[Dataset records on object locations]
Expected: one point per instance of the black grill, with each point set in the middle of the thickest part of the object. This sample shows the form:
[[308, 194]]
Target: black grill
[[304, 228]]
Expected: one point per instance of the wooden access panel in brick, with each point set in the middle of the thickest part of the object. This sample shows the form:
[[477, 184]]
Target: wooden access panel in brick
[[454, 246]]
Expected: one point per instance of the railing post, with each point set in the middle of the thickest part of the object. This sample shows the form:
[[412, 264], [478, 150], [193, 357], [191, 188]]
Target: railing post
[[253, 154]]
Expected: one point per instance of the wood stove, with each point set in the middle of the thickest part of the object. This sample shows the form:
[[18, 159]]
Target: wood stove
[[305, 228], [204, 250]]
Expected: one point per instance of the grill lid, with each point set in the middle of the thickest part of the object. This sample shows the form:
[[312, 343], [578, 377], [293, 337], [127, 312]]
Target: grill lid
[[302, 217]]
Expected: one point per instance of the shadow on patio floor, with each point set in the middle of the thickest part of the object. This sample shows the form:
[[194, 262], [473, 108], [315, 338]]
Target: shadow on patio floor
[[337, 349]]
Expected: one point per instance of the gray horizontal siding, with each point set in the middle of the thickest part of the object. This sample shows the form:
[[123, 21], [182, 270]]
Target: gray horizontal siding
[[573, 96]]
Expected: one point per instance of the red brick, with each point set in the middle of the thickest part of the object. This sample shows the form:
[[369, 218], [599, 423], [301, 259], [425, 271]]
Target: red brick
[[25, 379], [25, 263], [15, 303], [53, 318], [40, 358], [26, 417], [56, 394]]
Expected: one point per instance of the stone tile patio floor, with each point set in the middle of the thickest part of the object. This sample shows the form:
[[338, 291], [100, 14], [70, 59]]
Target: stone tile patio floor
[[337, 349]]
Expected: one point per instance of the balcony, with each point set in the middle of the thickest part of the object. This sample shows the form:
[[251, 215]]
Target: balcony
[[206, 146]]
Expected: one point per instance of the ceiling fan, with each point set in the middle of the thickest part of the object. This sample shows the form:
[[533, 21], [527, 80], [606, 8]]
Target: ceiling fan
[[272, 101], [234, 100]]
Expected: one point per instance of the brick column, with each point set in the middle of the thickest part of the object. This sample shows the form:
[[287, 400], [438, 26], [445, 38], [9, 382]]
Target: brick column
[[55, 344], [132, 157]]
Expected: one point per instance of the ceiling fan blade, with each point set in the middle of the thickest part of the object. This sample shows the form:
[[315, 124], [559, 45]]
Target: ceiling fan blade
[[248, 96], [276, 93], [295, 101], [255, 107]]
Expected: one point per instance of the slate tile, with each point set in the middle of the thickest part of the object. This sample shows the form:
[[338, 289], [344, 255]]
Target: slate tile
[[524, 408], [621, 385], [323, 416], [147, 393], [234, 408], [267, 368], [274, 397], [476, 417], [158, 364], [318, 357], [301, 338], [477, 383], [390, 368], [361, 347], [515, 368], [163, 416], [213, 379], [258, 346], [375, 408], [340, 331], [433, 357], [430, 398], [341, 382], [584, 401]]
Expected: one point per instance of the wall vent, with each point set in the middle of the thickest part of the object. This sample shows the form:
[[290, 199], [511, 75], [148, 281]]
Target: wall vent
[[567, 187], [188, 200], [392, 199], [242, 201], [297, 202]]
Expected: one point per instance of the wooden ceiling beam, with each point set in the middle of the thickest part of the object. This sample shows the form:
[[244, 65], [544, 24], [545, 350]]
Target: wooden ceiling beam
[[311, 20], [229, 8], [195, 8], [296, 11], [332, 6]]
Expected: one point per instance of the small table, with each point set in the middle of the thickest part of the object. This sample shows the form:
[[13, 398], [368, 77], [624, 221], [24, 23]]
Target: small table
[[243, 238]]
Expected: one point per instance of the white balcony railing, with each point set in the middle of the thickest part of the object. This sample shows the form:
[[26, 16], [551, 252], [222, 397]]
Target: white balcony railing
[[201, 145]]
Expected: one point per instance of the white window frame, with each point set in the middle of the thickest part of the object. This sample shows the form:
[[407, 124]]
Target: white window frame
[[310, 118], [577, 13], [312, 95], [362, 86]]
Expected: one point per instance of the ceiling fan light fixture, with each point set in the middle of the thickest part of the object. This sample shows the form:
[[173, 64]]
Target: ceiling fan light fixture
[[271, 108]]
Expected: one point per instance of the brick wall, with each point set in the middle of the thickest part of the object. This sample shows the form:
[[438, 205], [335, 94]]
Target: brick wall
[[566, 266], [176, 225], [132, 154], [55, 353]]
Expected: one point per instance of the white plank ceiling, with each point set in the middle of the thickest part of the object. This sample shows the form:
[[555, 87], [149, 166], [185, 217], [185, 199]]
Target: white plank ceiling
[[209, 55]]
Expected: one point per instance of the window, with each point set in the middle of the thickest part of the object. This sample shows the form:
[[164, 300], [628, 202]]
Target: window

▸ **Given instruction**:
Reproduce all of the records above verbatim, changing nothing.

▸ **Solved problem**:
Expected: one point per instance of the black grill, with each point set in the middle of the thickest part of the object. This sample shows the form:
[[308, 194]]
Target: black grill
[[304, 228]]
Expected: one point per instance of the wooden access panel in brick, with each point set in the middle of the thickest part of the object. This sample shows the form:
[[477, 184]]
Target: wooden access panel in brick
[[454, 246]]
Expected: one point per instance of the railing post, with each point set in the middle of the thickest part of the object. This sample shows the form:
[[412, 264], [478, 150], [193, 357], [191, 188]]
Target: railing post
[[253, 154]]
Expected: one point per instance of the wood stove, with each point set in the middle of the thickest part of the object. This sample shows the form:
[[18, 159]]
Target: wood stove
[[305, 228], [204, 250]]
Expected: one point per instance of the grill lid, with each point set in the middle of the thickest part of the object. This sample shows the form:
[[312, 343], [578, 377], [293, 337], [127, 312]]
Target: grill lid
[[302, 217]]
Expected: one point per instance of the shadow on patio floor, with each point set in the middle of the thickest part of the object. This sample shows the form:
[[194, 262], [473, 108], [315, 338]]
Target: shadow on patio floor
[[337, 349]]
Expected: one point per instance of the gray horizontal siding, with each point set in the middle of the thickest part of the object. This sample shows the form:
[[123, 21], [182, 270]]
Target: gray horizontal siding
[[573, 96]]
Expected: one point per instance of the red brick, with each point set in the middle of the thickest part of the object. This sample shows the form:
[[369, 218], [599, 423], [301, 259], [425, 271]]
Target: red brick
[[25, 379], [25, 263], [15, 303], [53, 318], [40, 358], [26, 417], [56, 394]]
Expected: one point per instance of the stone tile patio floor, with each point set in the middle of the thickest part of the object. This sample shows the form:
[[338, 291], [100, 14], [70, 59]]
Target: stone tile patio floor
[[337, 349]]
Expected: one point per instance of the balcony, with each point set in the middle of the thickest part of the object. This sample shows the form:
[[251, 215]]
Target: balcony
[[206, 146]]
Expected: one point per instance of the ceiling fan, with each point set in the middle of the thickest part of the object. This sample shows the form:
[[533, 21], [527, 80], [606, 8]]
Target: ceiling fan
[[272, 101], [234, 100]]
Expected: one point per instance of the brick column, with each point set in the middle of the thickest part of the object. This sample shows the form:
[[287, 400], [438, 26], [445, 38], [9, 382]]
Target: brick column
[[55, 344], [132, 157]]
Expected: one point per instance of the ceiling fan blade, with each point set in the middle of the thickest part of the object. This sample shows the form:
[[315, 124], [559, 45]]
Target: ceiling fan blade
[[248, 96], [276, 93], [295, 101], [255, 107]]
Expected: one point per instance of the slate tile, with each point set in the middle of the thickest part of the object. This sample shows the form:
[[338, 289], [344, 255]]
Target: slate tile
[[524, 408], [621, 385], [323, 416], [147, 393], [234, 408], [267, 368], [274, 397], [476, 417], [158, 364], [318, 357], [301, 338], [477, 383], [390, 368], [361, 347], [515, 368], [163, 416], [213, 379], [258, 346], [375, 408], [340, 331], [433, 357], [430, 398], [341, 382], [584, 401]]
Expected: one point per instance of the wall vent, with each point set in the middle of the thickest part of the object. This sample shows the form:
[[290, 199], [511, 75], [148, 281]]
Target: wall vent
[[567, 187], [188, 200], [392, 199], [242, 201], [297, 202]]
Expected: one point per instance of the wooden ceiling beam, with each point set in the middle of the thickest part of the object. This sample shows the form:
[[244, 65], [544, 24], [545, 350]]
Target: wooden ceiling beam
[[311, 20], [229, 8], [195, 8], [296, 11], [332, 6]]
Expected: one point per instance of the small table, with each point set in the middle of the thickest part of the object. This sample shows the form:
[[13, 398], [368, 77], [624, 221], [24, 23]]
Target: small table
[[243, 238]]
Expected: one point per instance of the white balcony railing, with each point set in the middle of the thickest part of the object. This sample shows the form:
[[26, 16], [551, 252], [222, 397]]
Target: white balcony railing
[[201, 145]]
Expected: one point per instance of the white window frame, with each point set in the middle of the thickest part of the object. This sample shows the form:
[[407, 124]]
Target: white window frame
[[310, 118], [577, 13], [312, 95], [362, 86]]
Expected: one point per instance of the ceiling fan light fixture, with each point set in the middle of the thickest part of the object. This sample shows the form:
[[173, 64]]
Target: ceiling fan light fixture
[[271, 108]]
Expected: one point per instance of the brick wall, with each point set in the middle of the thickest part of the object. This sample shows the form:
[[438, 205], [335, 94]]
Target: brick wall
[[566, 266], [176, 225], [132, 154], [55, 353]]
Expected: one point per instance of the white plank ceiling, with each point set in the middle of the thickest part of the object. This sample shows the form:
[[555, 87], [149, 166], [185, 217], [185, 199]]
Target: white plank ceiling
[[209, 55]]
Expected: one point per instance of the window, with each point set in the middle of the thickest part of the object. This sample shows the form:
[[164, 300], [628, 202]]
Target: window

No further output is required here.